▶ _STATED GOAL_:
Duplicate these lines exactly.

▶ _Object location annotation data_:
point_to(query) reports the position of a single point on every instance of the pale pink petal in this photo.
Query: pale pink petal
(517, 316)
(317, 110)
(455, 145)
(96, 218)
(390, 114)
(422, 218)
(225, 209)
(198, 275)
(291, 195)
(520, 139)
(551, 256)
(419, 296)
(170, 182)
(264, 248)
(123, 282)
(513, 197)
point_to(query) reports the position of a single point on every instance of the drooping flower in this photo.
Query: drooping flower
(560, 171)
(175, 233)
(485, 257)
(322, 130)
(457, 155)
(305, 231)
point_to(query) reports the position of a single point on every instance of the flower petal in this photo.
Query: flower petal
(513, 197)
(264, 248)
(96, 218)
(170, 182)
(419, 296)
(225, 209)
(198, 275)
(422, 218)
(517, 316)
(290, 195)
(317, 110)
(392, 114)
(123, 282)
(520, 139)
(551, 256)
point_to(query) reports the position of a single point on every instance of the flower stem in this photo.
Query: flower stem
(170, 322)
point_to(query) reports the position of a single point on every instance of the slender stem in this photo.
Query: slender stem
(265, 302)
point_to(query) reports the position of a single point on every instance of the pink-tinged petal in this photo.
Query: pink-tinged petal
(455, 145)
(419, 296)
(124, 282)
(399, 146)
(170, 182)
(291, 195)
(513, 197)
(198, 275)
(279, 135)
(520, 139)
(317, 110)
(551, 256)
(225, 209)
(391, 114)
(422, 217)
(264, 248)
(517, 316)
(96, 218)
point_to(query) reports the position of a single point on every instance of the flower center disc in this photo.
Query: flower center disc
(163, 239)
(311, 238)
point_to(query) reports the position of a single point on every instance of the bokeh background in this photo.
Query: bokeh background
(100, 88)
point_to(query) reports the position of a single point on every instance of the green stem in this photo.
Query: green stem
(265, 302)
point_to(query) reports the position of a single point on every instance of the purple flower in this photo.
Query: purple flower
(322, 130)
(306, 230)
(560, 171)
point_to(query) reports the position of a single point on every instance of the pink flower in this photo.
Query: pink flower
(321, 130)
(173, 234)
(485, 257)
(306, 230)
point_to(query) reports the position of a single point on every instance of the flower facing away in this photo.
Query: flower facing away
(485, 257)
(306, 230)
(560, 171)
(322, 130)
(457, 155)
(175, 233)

▶ _FINISHED TASK_:
point_to(query) reports the position of a single point on every instance of the pale pink petal in this photo.
Query: pale pink petal
(517, 316)
(317, 110)
(455, 145)
(96, 218)
(390, 114)
(422, 218)
(225, 209)
(198, 275)
(291, 195)
(520, 139)
(551, 256)
(419, 296)
(170, 182)
(264, 248)
(123, 282)
(513, 197)
point_to(query) reports the position of a single point on every instance of the drooping flower in this photo.
Query: drooping flower
(560, 171)
(175, 233)
(485, 257)
(322, 130)
(457, 155)
(305, 231)
point_to(query) reports the position of a single point on every instance of the flower petal in this photo.
Query: flower petal
(513, 197)
(264, 248)
(96, 218)
(170, 182)
(419, 296)
(225, 209)
(198, 275)
(422, 218)
(517, 316)
(290, 195)
(317, 110)
(392, 114)
(123, 282)
(520, 139)
(551, 256)
point_to(query) reports the position of a single point on every instance of the flower stem in this photo.
Query: flower stem
(170, 322)
point_to(query) reports the position of a single point on every instance of the slender stem in this photo.
Query: slender stem
(265, 302)
point_to(query) reports the position of a single point on every instance of the pink-tinged petal in this photo.
Query: pink-tinged petal
(455, 145)
(419, 296)
(124, 282)
(399, 146)
(170, 182)
(291, 195)
(513, 197)
(198, 275)
(279, 135)
(520, 139)
(317, 110)
(551, 256)
(225, 209)
(391, 114)
(422, 217)
(264, 248)
(517, 316)
(96, 218)
point_to(query) reports the position of a single point on every instance of the flower center disc in this photo.
Query: flower center disc
(163, 239)
(311, 238)
point_to(query) reports the position of a single point on every instance of the bokeh background in this photo.
Query: bokeh background
(100, 88)
point_to(query) reports the position of a single point on every instance of the green stem in this photo.
Query: green stem
(265, 302)
point_to(query) reports the position of a single point on every instance of the purple flower in this photo.
Query: purple flower
(322, 130)
(306, 230)
(560, 171)
point_to(query) reports the position of a single point on every instance of the pink flower in this photo.
Query: pink flower
(321, 130)
(173, 234)
(485, 257)
(306, 230)
point_to(query) reports the position of a single point on every instance of the flower facing away in this photo.
Query: flower facing away
(485, 257)
(306, 230)
(560, 171)
(322, 130)
(457, 155)
(175, 233)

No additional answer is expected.